[Excerpt provided]:
######

Recordings of human voices scare the wildlife of South Africa's Greater Kruger National Park more than lions’ growls or even the sound of gunshots. Even in a national park, we’re probably the bigger threat. After all, lions only kill what they can eat – some humans will slaughter an entire rhinoceros so they can turn its horn into medications that don’t work.
In The Book of Merlyn, the children’s author TH White noted that humans are more terrifying to animals than tigers, which he associated with our propensity for war. It’s taken more than 80 years, but we now have scientific confirmation of White’s observation, although the researchers compared us to the “king of beasts” instead.
“We usually think about the top of the food chain being large carnivore predators,” said study author Dr Liana Zanette, of Canada’s Western University, in a statement. “But what we're interested in is the unique ecology of humans as predators in the system, because humans are super lethal.”
“Normally, if you’re a mammal, you’re not going to die of disease or hunger,” said fellow author Dr Michael Clinchy, which you might suppose is comforting. “The thing that actually ends your life is going to be a predator, and the bigger you are the bigger the predator that finishes you off. Lions are the biggest group-hunting land predator on the planet, and thus ought to be the scariest, and so we’re comparing the fear of humans versus lions to find out if humans are scarier than the scariest non-human predator.”
Zanette, Clinchy, and colleagues played recordings of lions, human voices, barking dogs, and gunshots to 19 species of mammals in the Greater Kruger National Park, home to one of the world’s largest surviving lion populations. Bird sounds were used as a control.
One might expect gunshots to create the greatest fear because they’re the main danger – it’s unlikely many humans are tackling elephants with their bare hands. When knives are used in the park, it’s usually in combination with dogs to drive the animals to the hunter.
The researchers used radio and TV recordings of the four most popular languages in the region, played at conversational volumes. For the lions they chose conversations within the pride, that we hear as snarling or growling, rather than territorial roars.
Responses were filmed as the animals came down to drink at waterholes. “We put the camera in a bear box, not because there are bears out in South Africa, but because of the hyenas and leopards that like to chew on them,” Zanette said. In a dramatic fieldwork fail even this proved inadequate however, “One night, the lion recording made this elephant so angry that it charged and just smashed the whole thing.”
Enraged elephants notwithstanding, the team collected ample observations to find animals were twice as likely to flee a waterhole on hearing humans as lions, and did so 40 percent faster. Elephants and wild dogs aside, all species were more likely to flee human voices than lions’, although for some species the difference was not significant. Moreover, when elephants did leave from fear of human voices, the response was faster than to lions. Guns and dogs proved less frightening than lions, although not significantly so.

######

Point-per-instance localization records:
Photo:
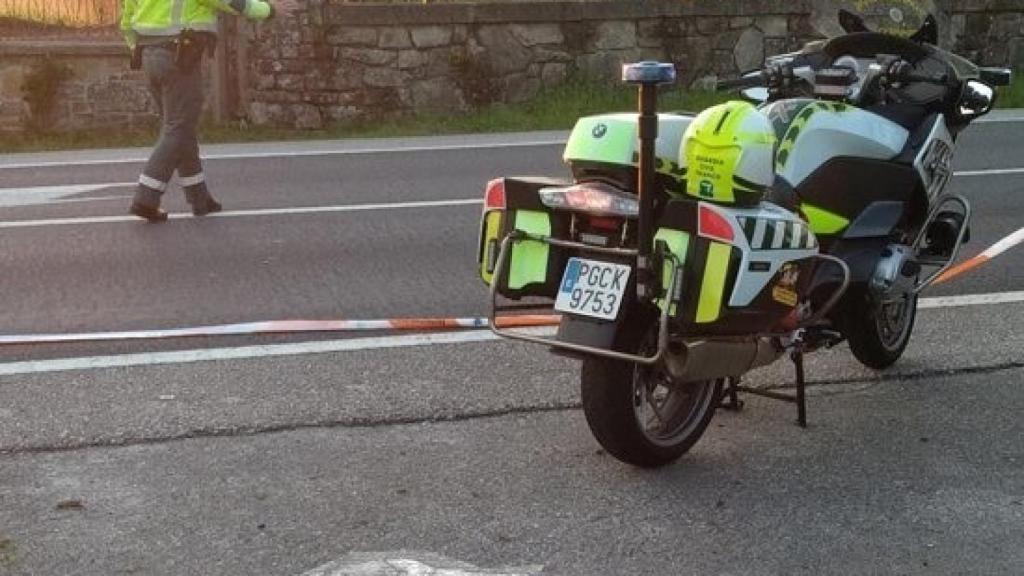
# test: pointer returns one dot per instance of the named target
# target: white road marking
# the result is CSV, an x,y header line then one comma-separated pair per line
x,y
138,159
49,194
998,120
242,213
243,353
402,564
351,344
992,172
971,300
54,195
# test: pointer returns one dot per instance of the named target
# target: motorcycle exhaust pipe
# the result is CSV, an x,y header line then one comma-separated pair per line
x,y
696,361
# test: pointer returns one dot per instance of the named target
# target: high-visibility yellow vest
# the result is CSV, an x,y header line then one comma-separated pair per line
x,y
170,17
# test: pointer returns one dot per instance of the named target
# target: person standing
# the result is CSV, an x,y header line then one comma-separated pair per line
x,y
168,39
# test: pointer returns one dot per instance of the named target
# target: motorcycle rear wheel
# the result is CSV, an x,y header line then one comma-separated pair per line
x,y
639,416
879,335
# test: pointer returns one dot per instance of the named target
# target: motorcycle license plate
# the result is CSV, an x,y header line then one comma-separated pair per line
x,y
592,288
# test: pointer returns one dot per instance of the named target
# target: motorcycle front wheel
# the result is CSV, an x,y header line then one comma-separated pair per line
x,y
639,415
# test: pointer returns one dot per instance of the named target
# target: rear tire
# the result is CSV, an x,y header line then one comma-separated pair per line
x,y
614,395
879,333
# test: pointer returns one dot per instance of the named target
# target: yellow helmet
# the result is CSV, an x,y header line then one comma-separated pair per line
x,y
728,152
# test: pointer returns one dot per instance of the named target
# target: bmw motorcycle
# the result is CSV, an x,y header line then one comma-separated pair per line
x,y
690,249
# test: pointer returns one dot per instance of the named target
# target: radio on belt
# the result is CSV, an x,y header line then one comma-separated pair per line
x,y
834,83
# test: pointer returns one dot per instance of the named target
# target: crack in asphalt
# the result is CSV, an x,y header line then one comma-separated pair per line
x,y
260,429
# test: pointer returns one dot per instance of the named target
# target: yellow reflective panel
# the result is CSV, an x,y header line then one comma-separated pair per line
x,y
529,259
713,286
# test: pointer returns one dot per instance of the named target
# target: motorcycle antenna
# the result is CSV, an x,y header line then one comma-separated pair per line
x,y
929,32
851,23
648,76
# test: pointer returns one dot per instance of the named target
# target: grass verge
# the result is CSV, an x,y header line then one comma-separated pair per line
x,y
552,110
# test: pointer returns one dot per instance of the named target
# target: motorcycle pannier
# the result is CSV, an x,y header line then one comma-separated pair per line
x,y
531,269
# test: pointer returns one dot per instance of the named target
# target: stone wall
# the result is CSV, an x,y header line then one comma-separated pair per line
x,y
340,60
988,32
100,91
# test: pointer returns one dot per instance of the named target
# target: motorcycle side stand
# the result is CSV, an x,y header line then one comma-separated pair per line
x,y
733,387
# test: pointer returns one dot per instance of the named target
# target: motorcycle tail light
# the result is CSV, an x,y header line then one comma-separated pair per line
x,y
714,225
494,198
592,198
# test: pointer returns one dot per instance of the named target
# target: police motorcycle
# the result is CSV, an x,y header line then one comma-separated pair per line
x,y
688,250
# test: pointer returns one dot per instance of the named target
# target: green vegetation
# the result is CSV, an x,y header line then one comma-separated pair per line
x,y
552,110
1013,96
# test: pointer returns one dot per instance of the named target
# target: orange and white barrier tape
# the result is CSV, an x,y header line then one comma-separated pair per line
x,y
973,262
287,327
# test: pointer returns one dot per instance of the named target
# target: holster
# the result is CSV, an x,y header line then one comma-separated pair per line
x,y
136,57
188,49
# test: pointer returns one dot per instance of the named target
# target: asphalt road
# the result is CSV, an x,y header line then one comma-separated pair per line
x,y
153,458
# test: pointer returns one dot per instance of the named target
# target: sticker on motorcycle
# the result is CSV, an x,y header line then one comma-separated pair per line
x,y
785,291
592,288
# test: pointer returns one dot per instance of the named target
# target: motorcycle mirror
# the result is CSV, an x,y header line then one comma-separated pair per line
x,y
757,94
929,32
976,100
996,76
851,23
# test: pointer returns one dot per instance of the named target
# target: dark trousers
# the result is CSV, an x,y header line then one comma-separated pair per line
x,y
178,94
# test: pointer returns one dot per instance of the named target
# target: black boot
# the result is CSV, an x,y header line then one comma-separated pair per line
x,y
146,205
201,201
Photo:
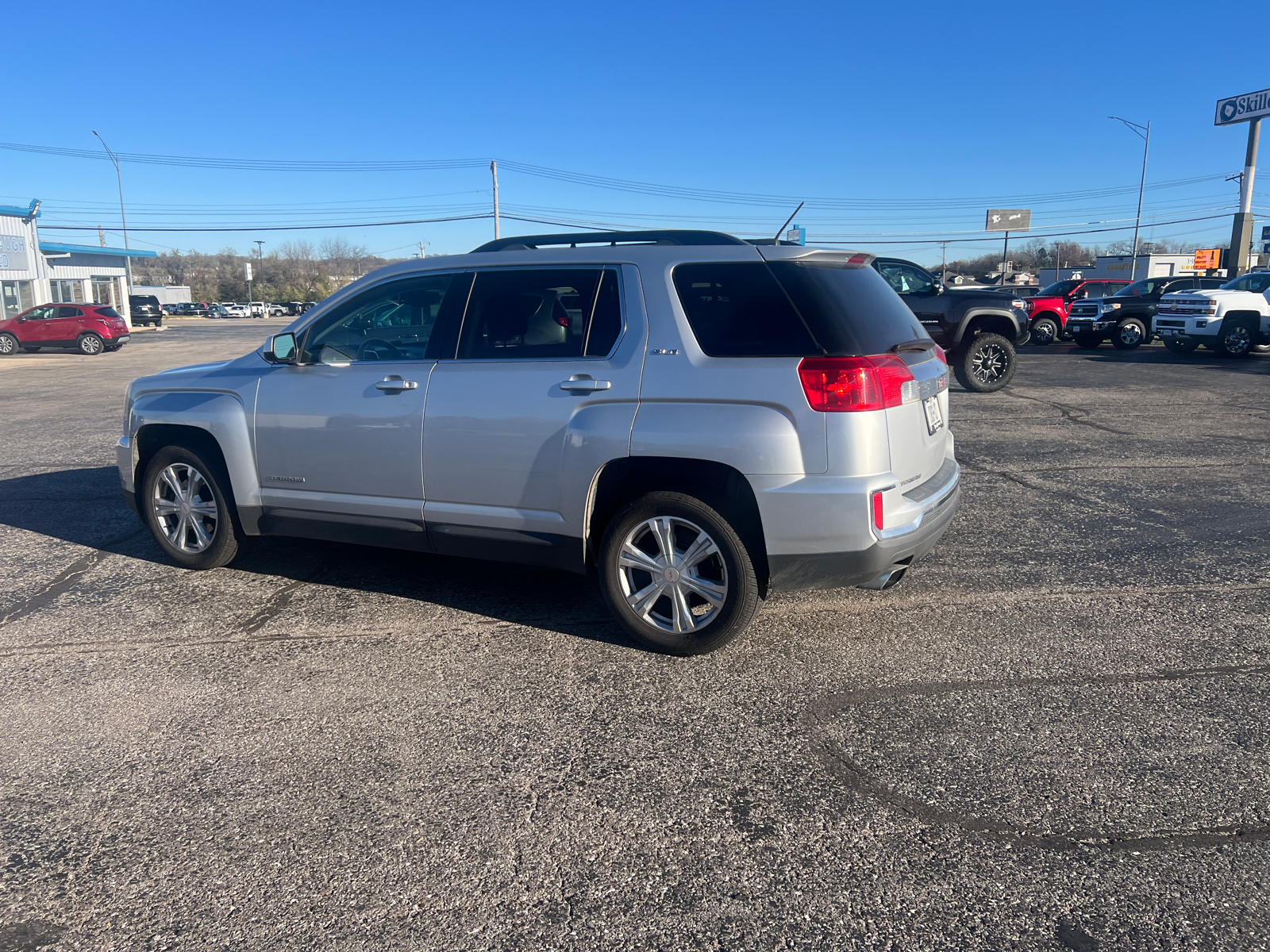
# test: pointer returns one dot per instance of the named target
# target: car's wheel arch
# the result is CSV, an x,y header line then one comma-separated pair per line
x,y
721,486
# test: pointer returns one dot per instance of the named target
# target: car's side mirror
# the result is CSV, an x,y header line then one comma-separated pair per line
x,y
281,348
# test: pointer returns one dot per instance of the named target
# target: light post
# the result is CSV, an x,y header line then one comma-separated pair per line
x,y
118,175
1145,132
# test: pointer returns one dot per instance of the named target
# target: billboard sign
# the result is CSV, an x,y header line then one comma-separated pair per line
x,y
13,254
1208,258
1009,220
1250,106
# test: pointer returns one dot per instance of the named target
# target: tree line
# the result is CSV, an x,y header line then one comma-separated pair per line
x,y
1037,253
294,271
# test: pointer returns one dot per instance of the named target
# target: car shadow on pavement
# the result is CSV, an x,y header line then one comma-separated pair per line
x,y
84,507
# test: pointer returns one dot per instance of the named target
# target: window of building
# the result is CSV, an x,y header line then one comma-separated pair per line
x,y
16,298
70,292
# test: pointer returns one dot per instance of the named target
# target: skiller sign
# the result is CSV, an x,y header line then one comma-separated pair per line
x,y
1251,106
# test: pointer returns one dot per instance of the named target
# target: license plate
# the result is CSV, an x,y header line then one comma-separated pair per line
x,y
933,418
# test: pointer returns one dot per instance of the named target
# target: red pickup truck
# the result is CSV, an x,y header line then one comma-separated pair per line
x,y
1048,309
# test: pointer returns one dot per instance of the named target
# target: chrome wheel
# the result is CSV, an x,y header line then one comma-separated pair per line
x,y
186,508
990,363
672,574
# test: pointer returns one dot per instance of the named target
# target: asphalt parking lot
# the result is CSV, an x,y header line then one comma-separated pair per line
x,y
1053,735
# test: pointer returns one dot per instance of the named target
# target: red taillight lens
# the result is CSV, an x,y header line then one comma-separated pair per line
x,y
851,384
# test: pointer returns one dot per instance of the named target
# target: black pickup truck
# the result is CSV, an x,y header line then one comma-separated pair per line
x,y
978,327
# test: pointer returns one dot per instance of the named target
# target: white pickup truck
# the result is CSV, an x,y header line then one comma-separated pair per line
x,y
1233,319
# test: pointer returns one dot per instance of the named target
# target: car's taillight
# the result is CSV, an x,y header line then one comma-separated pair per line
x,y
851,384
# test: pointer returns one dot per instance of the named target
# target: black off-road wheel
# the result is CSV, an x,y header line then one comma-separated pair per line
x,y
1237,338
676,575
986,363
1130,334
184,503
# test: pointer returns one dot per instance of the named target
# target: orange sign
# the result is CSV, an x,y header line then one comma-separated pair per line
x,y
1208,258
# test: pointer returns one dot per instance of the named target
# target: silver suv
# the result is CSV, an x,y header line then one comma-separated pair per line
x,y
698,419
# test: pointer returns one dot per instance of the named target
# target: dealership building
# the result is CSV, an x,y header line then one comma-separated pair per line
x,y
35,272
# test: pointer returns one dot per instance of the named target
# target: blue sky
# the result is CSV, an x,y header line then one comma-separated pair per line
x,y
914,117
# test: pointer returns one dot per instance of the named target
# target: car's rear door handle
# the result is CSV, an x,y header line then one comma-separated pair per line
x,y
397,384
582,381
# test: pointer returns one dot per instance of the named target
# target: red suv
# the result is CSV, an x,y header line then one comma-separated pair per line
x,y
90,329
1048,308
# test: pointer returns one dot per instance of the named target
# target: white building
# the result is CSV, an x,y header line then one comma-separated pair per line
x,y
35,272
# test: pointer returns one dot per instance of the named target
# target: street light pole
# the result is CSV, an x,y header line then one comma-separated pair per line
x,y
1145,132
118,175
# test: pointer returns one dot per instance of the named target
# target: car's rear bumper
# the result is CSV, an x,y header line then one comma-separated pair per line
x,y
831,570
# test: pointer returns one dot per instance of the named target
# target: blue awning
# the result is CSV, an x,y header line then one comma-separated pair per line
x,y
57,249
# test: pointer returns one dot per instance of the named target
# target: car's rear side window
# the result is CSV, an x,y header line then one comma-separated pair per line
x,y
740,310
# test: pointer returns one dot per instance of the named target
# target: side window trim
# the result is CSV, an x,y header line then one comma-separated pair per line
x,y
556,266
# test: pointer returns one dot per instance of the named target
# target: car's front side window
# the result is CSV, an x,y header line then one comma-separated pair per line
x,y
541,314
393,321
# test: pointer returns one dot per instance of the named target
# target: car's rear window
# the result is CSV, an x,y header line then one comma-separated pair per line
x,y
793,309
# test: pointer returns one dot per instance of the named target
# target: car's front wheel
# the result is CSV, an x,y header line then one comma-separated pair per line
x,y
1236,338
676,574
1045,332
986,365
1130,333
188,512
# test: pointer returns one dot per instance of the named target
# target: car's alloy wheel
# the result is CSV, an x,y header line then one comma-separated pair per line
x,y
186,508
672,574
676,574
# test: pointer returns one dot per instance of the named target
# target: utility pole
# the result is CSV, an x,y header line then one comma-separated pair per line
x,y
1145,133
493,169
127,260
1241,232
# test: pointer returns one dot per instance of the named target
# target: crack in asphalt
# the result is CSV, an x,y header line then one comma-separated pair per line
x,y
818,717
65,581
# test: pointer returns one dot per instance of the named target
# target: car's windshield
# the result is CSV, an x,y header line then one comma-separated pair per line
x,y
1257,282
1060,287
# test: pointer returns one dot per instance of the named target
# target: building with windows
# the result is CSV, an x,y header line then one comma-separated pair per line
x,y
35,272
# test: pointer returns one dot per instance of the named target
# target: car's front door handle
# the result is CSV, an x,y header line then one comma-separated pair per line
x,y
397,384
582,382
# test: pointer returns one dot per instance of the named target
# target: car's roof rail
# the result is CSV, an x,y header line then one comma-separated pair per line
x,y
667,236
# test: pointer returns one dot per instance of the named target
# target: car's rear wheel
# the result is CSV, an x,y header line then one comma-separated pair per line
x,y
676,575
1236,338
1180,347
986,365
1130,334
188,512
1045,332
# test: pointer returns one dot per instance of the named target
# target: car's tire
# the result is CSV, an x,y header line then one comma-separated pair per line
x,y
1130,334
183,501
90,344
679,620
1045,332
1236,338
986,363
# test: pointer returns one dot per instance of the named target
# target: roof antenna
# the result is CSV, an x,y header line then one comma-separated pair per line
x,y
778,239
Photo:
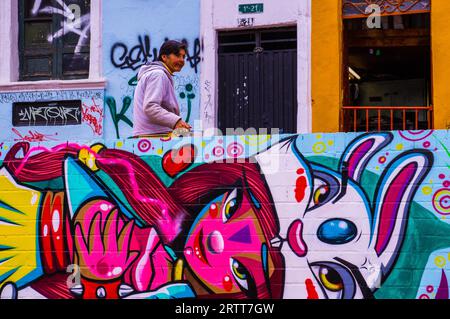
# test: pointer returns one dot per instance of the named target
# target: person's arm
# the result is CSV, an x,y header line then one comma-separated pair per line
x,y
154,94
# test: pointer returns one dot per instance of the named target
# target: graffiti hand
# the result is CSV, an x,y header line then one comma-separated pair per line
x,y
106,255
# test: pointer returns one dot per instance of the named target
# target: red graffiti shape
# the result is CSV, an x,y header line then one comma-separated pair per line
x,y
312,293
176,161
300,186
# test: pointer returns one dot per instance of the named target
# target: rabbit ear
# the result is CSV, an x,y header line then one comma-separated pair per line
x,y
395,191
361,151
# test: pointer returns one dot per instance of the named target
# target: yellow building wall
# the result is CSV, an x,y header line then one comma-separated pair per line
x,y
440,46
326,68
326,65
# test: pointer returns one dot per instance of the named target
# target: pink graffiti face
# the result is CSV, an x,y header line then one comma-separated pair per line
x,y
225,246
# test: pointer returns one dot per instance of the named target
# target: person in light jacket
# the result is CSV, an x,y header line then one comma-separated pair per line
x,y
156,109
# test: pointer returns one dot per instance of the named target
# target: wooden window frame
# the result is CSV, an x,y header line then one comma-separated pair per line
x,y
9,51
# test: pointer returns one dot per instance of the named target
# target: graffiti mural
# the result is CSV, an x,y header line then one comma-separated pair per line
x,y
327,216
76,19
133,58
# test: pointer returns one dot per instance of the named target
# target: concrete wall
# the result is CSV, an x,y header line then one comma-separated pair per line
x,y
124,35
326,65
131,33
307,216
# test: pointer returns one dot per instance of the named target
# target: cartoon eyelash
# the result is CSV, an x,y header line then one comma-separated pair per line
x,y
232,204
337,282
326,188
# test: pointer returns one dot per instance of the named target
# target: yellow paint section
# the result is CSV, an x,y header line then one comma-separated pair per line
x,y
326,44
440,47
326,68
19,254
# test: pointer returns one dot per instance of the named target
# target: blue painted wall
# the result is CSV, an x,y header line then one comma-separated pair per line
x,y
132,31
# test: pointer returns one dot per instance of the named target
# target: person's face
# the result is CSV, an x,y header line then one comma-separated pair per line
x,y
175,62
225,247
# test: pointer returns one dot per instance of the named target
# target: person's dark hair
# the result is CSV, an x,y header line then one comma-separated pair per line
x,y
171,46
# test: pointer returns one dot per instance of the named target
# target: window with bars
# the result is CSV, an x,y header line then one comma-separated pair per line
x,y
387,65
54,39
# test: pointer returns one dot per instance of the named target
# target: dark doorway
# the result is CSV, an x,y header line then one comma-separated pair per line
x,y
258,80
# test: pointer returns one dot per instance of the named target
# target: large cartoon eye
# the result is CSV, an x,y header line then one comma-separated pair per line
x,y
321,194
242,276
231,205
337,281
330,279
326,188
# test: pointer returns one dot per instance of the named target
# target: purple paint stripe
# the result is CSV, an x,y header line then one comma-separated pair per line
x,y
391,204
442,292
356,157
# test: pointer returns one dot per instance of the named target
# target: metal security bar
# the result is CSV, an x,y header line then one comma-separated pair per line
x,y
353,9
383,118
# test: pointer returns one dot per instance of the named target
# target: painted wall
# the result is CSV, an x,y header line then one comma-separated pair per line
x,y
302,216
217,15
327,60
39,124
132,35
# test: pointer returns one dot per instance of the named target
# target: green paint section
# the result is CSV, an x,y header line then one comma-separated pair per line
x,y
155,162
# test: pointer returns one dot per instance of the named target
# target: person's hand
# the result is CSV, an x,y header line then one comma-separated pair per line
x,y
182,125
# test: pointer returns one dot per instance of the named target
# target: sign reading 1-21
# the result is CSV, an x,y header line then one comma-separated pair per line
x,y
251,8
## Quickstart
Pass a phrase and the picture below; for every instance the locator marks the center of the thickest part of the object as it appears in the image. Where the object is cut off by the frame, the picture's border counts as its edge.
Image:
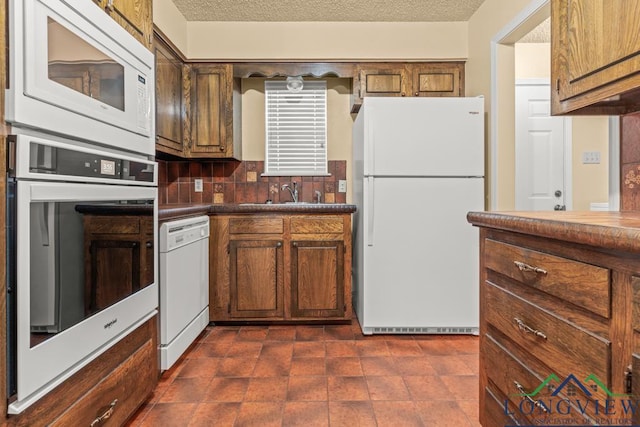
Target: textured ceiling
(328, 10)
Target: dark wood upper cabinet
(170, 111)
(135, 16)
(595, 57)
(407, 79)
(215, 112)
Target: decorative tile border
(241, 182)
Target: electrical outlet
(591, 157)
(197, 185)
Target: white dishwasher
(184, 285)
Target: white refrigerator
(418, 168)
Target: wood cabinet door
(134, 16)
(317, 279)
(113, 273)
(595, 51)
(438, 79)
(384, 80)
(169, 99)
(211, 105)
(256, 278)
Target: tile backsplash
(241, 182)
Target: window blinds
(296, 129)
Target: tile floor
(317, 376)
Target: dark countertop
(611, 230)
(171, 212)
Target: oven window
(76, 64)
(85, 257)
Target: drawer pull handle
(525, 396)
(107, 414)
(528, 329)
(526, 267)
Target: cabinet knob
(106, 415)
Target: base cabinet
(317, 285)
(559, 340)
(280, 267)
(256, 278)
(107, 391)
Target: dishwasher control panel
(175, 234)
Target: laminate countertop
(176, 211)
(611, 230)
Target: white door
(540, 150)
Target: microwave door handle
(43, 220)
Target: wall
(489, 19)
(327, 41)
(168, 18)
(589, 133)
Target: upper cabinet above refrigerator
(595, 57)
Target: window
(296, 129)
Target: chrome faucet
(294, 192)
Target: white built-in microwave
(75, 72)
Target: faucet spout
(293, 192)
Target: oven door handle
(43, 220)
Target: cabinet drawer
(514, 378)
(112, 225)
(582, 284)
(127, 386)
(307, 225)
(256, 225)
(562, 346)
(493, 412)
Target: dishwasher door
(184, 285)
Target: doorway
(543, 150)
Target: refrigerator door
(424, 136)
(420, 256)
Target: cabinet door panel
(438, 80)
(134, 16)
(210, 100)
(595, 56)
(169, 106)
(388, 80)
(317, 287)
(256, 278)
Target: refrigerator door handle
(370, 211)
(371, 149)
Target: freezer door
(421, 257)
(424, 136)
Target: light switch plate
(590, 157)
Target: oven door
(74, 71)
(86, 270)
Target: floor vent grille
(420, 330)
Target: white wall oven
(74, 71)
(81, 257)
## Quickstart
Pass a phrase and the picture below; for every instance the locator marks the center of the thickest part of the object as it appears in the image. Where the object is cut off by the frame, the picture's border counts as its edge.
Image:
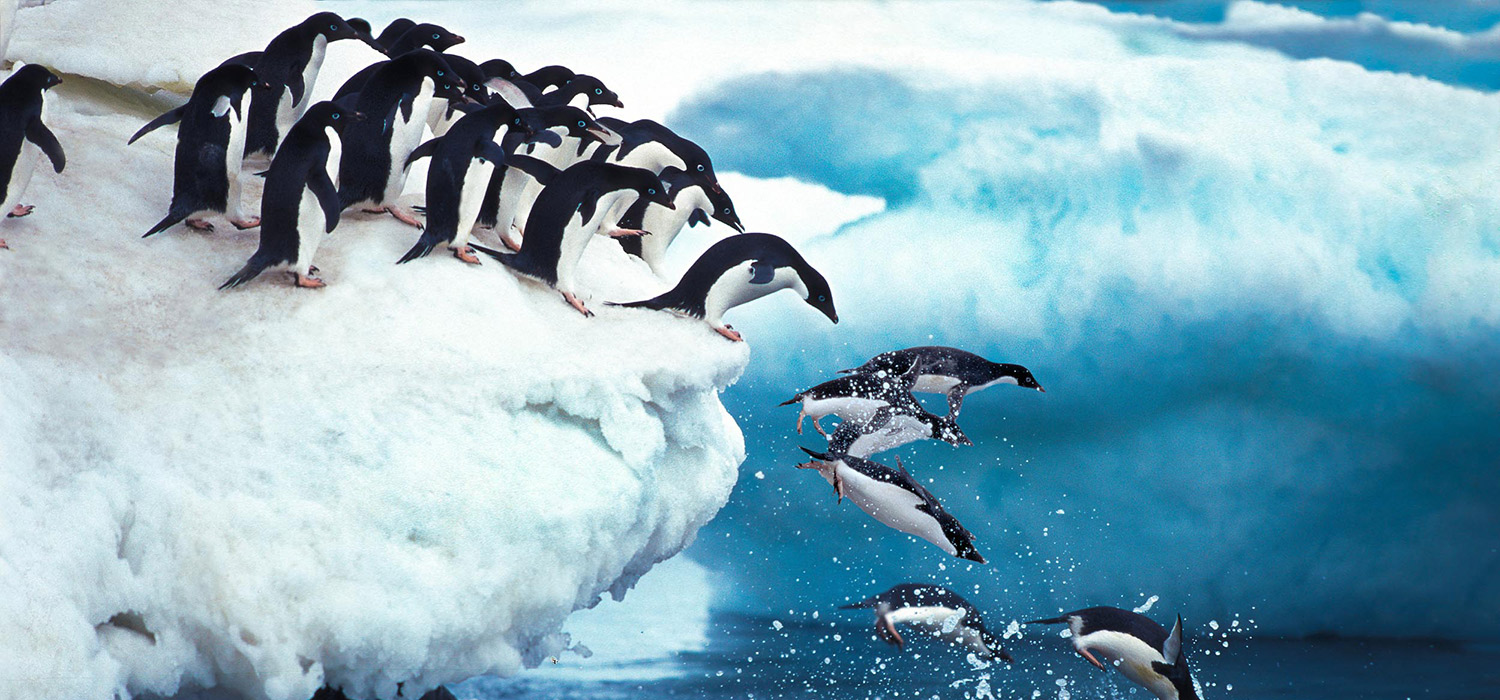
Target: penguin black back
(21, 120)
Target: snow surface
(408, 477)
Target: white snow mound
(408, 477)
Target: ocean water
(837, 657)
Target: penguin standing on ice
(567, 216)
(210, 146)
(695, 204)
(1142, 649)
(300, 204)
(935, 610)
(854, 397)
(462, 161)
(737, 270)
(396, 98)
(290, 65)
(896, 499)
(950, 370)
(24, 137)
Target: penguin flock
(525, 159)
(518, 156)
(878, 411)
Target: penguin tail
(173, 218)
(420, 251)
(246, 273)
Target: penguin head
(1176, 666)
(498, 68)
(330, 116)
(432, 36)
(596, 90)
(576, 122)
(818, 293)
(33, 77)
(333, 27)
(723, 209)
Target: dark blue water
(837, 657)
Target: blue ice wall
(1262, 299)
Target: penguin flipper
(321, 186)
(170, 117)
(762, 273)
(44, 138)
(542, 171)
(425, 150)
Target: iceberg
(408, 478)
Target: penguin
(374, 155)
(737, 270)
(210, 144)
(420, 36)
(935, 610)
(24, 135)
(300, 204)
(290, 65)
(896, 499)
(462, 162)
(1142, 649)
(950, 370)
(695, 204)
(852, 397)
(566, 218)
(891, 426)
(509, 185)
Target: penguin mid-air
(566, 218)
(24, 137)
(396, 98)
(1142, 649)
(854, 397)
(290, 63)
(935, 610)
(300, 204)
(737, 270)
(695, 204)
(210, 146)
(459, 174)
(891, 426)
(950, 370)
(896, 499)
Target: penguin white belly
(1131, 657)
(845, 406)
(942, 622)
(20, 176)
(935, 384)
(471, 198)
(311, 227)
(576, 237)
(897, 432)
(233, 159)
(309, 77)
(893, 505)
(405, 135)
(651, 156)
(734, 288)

######

From the passage on wildlife fear of humans, reproduce verbatim the portion that begins at the words "Enraged elephants notwithstanding, the" and stops after the words "not significantly so.".

[Answer space]:
Enraged elephants notwithstanding, the team collected ample observations to find animals were twice as likely to flee a waterhole on hearing humans as lions, and did so 40 percent faster. Elephants and wild dogs aside, all species were more likely to flee human voices than lions’, although for some species the difference was not significant. Moreover, when elephants did leave from fear of human voices, the response was faster than to lions. Guns and dogs proved less frightening than lions, although not significantly so.